» **Task instructions**
Your output should be the exact lines from the start of the data through the line containing "box: [154, 103, 165, 117]", with no pictures.

» **Data**
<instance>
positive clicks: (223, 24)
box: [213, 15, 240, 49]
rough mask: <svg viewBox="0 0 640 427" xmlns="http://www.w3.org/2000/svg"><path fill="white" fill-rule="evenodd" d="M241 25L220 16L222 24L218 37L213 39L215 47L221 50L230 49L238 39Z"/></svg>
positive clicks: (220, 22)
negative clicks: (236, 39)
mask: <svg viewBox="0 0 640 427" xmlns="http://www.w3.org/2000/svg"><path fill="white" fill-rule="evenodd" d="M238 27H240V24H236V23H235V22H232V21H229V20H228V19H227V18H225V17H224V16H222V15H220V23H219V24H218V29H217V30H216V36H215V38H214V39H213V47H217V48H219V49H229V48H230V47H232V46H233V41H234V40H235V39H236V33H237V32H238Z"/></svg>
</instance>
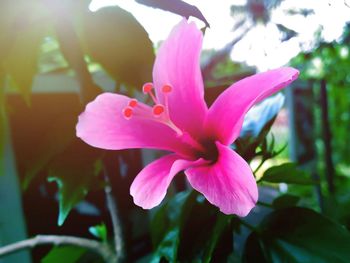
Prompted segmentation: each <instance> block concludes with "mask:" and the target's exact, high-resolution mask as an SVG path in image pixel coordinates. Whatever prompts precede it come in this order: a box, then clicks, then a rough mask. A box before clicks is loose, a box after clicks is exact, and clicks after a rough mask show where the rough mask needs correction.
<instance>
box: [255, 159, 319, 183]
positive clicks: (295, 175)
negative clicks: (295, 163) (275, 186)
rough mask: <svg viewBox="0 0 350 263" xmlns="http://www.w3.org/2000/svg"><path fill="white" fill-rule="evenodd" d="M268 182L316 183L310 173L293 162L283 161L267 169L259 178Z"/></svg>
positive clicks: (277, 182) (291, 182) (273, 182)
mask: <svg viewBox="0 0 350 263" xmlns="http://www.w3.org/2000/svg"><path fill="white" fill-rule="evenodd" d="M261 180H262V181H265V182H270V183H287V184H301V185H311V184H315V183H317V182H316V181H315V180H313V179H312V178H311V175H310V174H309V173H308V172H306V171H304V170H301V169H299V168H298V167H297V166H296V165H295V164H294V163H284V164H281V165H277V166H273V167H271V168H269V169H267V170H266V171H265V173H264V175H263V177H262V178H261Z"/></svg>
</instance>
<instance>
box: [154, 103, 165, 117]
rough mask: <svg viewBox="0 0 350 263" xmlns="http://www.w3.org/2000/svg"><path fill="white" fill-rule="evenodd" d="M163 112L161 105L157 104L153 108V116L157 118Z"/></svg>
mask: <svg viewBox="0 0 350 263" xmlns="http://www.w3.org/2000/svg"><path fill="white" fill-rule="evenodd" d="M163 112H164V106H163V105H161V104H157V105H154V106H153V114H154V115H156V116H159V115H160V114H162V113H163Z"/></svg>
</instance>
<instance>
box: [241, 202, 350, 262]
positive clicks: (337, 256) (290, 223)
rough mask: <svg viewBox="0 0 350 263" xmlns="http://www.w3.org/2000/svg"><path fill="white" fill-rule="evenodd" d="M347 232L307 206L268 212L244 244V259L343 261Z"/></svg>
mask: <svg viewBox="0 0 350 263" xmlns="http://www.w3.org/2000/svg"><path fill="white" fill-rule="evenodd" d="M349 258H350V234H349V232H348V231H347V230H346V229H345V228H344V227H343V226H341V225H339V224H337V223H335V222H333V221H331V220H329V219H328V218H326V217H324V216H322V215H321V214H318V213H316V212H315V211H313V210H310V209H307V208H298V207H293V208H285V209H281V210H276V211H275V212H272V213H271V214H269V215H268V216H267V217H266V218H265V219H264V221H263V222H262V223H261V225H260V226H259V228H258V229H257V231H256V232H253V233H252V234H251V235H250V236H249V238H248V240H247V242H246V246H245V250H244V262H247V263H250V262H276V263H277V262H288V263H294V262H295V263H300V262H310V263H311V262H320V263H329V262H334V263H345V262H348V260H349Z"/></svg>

» **Solution to this problem**
<instance>
positive clicks: (223, 24)
box: [213, 15, 240, 49]
rough mask: <svg viewBox="0 0 640 427" xmlns="http://www.w3.org/2000/svg"><path fill="white" fill-rule="evenodd" d="M241 25L220 16L222 24L218 37L213 39L215 47L221 50L230 49L238 39Z"/></svg>
positive clicks: (220, 22)
negative clicks: (236, 39)
mask: <svg viewBox="0 0 640 427" xmlns="http://www.w3.org/2000/svg"><path fill="white" fill-rule="evenodd" d="M238 27H240V24H236V23H235V22H232V21H229V20H228V19H227V18H225V17H224V16H222V15H220V23H219V24H218V29H217V30H216V36H215V38H214V39H213V47H217V48H219V49H229V48H230V47H232V46H233V41H234V40H235V39H236V33H237V32H238Z"/></svg>
</instance>
Prompted segmentation: each <instance> block concludes with "mask:" and the target's exact, high-resolution mask as an SVG path in image pixel coordinates. Whatever prompts precede it come in this order: a box, then clicks, then a rough mask. A box before clicks is loose, a box after clicks is exact, and clicks after a rough mask show where the rough mask needs correction.
<instance>
box: [255, 159, 319, 183]
positive clicks: (295, 175)
negative clicks: (295, 163) (275, 186)
rough mask: <svg viewBox="0 0 350 263" xmlns="http://www.w3.org/2000/svg"><path fill="white" fill-rule="evenodd" d="M268 182L316 183L310 173L293 162L283 161L267 169L259 178Z"/></svg>
positive clicks: (277, 182) (291, 182) (273, 182)
mask: <svg viewBox="0 0 350 263" xmlns="http://www.w3.org/2000/svg"><path fill="white" fill-rule="evenodd" d="M261 180H262V181H265V182H270V183H287V184H301V185H311V184H315V183H317V182H316V181H315V180H313V179H312V178H311V175H310V174H309V173H308V172H306V171H304V170H301V169H299V168H298V167H297V166H296V165H295V164H294V163H284V164H281V165H277V166H273V167H271V168H269V169H267V170H266V171H265V173H264V175H263V177H262V178H261Z"/></svg>
</instance>
<instance>
box: [154, 103, 165, 117]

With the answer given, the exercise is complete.